__To be done__:
A – From the forum thread on removing a Unicode character from a list, extract the passage from "for item in" up to and including "fix this issue?".
B – Decide whether each statement agrees with the forum thread on removing a Unicode character from a list. Answer yes or no, and quote the deciding words of the thread. (i) One commenter says Python expects four digits after `\u`. (ii) One commenter gives `Lo` as the category of U+F0D6. (iii) The edit says the encode/decode methods for ASCII characters work for the Persian characters.

0

I have some arrays like this:

['دوره', 'ندارد', '\uf0d6', 'دارد']

I want to remove the specific Unicode characters like \uf0d6 from them. I have tried this:

  for item in tagArray[0]:
    if item.startswith('\u'):
      tagArray[0] = tagArray[0].remove(item)

but when I run it, I receive this error:

SyntaxError: (unicode error) 'unicodeescape' codec can't decode bytes in position 0-1: truncated \uXXXX escape

How to fix this issue?

Edit: The Encode/Decode for ASCII Characters or the <128 methods don't work, since Persian characters aren't ASCII and it removes all of them.

BlueBlue
  • 81
  • 1
  • 8
  • 1
    Does this answer your question? [Replace non-ASCII characters with a single space](https://stackoverflow.com/questions/20078816/replace-non-ascii-characters-with-a-single-space) – sahasrara62 Sep 06 '21 at 19:50
  • Its because python expects 4 digits after the `\u`. Instead, try looking for unicode characters through a range outside of the ASCII range (> 128). – Frontear Sep 06 '21 at 19:56
  • @sahasrara62 this method doesn't work because Persian characters aren't ASCII, so it removes all of them – BlueBlue Sep 06 '21 at 20:05
  • @Frontear this method doesn't work because Persian characters aren't ASCII, so it removes all of them – BlueBlue Sep 06 '21 at 20:12
  • You can create an exception for all Persian unicode letters, which should exclude your strings. Consider a Unicode table for reference. – Frontear Sep 06 '21 at 20:22
  • 1
    '\uXXXX' is not a string consisting many characters: it doesn't have `\` nor `u`. It is just an escape sequence meaning: *this really mean the character/code point at XXXX (in Unicode Database)*. When Python execute the code, it just see one character. Note: it is much like other escape sequences, like `\n` (usually for unprintable and or difficult to type, or just because a specific code point is needed). – Giacomo Catenazzi Sep 07 '21 at 06:23
  • There really isn't enough information to answer this question well, but note that the character shown as an escape code is a private use character and has no assigned definition. You can use `unicodedata.category` to filter out character types you don't want. For example `Lo` or *Letter, other* is the category of the Persian code points, and `Co` (*private use*) is the category of U+F0D6. – Mark Tolonen Sep 07 '21 at 17:06

1 Answers1

1

You can try the following code snippet. Hope it works for you.

__Stored records__:
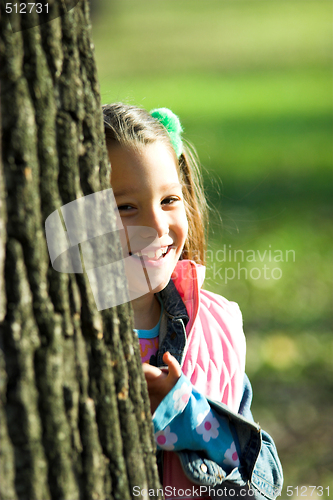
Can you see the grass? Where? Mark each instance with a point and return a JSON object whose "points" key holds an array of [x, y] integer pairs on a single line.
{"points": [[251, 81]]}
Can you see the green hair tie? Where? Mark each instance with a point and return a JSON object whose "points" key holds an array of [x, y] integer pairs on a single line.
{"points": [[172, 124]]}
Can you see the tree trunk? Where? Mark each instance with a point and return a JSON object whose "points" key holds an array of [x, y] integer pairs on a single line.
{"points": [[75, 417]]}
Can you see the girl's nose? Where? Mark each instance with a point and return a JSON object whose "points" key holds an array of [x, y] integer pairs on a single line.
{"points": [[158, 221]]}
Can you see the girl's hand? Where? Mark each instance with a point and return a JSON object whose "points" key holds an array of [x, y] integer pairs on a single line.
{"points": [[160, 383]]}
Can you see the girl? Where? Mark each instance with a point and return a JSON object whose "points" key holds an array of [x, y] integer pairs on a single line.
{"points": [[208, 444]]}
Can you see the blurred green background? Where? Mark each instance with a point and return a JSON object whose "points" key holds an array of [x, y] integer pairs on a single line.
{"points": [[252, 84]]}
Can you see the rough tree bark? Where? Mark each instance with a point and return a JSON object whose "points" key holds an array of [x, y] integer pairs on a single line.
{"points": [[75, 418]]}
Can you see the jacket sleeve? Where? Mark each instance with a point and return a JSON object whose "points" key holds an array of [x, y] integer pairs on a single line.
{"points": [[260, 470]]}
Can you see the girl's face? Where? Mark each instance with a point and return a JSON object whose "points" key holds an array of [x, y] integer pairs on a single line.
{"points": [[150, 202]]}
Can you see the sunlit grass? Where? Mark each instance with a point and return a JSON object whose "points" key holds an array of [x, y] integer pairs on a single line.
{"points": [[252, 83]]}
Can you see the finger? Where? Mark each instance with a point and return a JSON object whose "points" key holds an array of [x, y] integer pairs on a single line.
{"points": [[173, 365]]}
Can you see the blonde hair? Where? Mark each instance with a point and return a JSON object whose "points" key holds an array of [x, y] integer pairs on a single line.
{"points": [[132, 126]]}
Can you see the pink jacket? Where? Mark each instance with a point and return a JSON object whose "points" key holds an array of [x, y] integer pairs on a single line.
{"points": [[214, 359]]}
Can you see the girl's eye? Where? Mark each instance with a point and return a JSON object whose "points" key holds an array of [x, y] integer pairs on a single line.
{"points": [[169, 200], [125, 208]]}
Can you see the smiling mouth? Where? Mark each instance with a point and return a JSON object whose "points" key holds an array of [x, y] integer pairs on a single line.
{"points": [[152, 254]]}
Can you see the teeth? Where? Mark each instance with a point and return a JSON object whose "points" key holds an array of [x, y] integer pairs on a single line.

__Answers per task__:
A –
for item in tagArray[0]:
    if item.startswith('\u'):
      tagArray[0] = tagArray[0].remove(item)

but when I run it, I receive this error:

SyntaxError: (unicode error) 'unicodeescape' codec can't decode bytes in position 0-1: truncated \uXXXX escape

How to fix this issue?

B –
(i) Yes: "Its because python expects 4 digits after the `\u`."
(ii) No: "`Co` (*private use*) is the category of U+F0D6."
(iii) No: "The Encode/Decode for ASCII Characters or the <128 methods don't work, since Persian characters aren't ASCII and it removes all of them."